#### [Goal of the exercise]
What is needed is the whole of the data, set down exactly.
** Source records follows **
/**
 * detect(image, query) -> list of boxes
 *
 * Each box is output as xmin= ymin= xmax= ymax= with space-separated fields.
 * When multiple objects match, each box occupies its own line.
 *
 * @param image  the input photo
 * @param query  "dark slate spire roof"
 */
** End of Source records **
#### [Expected answer]
/**
 * detect(image, query) -> list of boxes
 *
 * Each box is output as xmin= ymin= xmax= ymax= with space-separated fields.
 * When multiple objects match, each box occupies its own line.
 *
 * @param image  the input photo
 * @param query  "dark slate spire roof"
 */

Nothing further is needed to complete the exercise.